[Excerpts from a segmentation dataset]

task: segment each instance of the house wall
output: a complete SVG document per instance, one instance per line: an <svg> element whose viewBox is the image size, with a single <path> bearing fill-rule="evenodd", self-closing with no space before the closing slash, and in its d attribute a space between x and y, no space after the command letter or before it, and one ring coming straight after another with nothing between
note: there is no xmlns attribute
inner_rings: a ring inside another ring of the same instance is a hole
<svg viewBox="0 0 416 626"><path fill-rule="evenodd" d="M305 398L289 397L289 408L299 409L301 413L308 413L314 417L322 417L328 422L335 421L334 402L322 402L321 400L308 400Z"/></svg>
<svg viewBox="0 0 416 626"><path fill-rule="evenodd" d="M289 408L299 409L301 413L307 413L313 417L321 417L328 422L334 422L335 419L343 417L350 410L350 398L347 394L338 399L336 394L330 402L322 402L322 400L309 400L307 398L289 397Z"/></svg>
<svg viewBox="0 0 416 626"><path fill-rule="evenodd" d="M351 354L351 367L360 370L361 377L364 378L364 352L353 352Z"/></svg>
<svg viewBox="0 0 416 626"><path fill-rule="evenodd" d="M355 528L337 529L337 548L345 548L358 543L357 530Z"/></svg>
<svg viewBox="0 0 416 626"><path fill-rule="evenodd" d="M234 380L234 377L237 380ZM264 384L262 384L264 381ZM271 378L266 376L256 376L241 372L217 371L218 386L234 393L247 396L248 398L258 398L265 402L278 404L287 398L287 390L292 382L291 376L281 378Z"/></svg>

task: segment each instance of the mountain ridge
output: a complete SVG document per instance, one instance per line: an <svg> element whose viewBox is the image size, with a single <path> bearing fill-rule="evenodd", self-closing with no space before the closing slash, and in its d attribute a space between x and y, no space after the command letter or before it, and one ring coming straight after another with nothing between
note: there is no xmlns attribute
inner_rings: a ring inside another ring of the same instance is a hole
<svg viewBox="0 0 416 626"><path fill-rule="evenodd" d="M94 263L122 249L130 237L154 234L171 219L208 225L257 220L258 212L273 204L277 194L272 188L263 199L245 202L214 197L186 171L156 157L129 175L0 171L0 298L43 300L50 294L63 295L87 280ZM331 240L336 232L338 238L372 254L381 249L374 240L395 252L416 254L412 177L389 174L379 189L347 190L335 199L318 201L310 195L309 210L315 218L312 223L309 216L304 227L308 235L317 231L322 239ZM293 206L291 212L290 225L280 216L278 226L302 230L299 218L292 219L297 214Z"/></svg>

SHORT TASK: Copy all of the rows above character for character.

WORKED ANSWER:
task: segment each instance of the house wall
output: a complete SVG document per instance, one instance per line: an <svg> element whose viewBox is the image size, with a single <path> bearing fill-rule="evenodd", self-closing with no space before the closing slash, and in its d attribute a space between x and y, no space after the command letter or before it, and one ring coming straight after another with nothing between
note: there is no xmlns attribute
inner_rings: a ring inside another ring of the same instance is a hole
<svg viewBox="0 0 416 626"><path fill-rule="evenodd" d="M305 398L289 397L289 408L299 409L301 413L308 413L314 417L322 417L328 422L335 421L334 402L322 402L321 400L308 400Z"/></svg>
<svg viewBox="0 0 416 626"><path fill-rule="evenodd" d="M289 408L299 409L301 413L307 413L313 417L321 417L328 422L334 422L335 419L343 417L350 410L350 398L347 394L338 399L336 394L330 402L322 402L322 400L309 400L307 398L289 397Z"/></svg>
<svg viewBox="0 0 416 626"><path fill-rule="evenodd" d="M351 354L351 367L360 370L361 377L364 378L364 352L353 352Z"/></svg>
<svg viewBox="0 0 416 626"><path fill-rule="evenodd" d="M355 528L337 529L337 548L345 548L358 543L357 530Z"/></svg>
<svg viewBox="0 0 416 626"><path fill-rule="evenodd" d="M234 380L234 377L237 380ZM264 384L262 384L264 381ZM271 378L266 376L256 376L241 372L217 371L218 386L234 393L247 396L248 398L258 398L265 402L278 404L287 398L287 390L292 382L291 376L281 378Z"/></svg>

task: segment each instance of the mountain ridge
output: a complete SVG document per instance, one instance per line: an <svg> element whose viewBox is the image size, with a single <path> bearing fill-rule="evenodd", self-closing with no space before the closing slash, and in its d attribute a space between x and y, no space after the command letter or before it, and one ring coming straight after another with nothing between
note: there is no xmlns attribute
inner_rings: a ring inside another ring of the same instance is a hole
<svg viewBox="0 0 416 626"><path fill-rule="evenodd" d="M94 263L122 249L130 237L154 234L171 219L208 225L257 220L258 212L273 204L277 194L272 188L263 199L245 202L214 197L186 171L156 157L129 175L0 171L0 298L43 300L50 294L63 295L87 280ZM331 240L336 232L338 238L372 254L381 249L374 240L395 252L416 254L412 177L389 174L379 189L347 190L335 199L318 201L310 195L309 210L315 218L312 223L309 216L304 227L308 235L317 231L322 239ZM293 206L291 212L290 225L280 216L278 226L302 230L299 218L292 219L297 214Z"/></svg>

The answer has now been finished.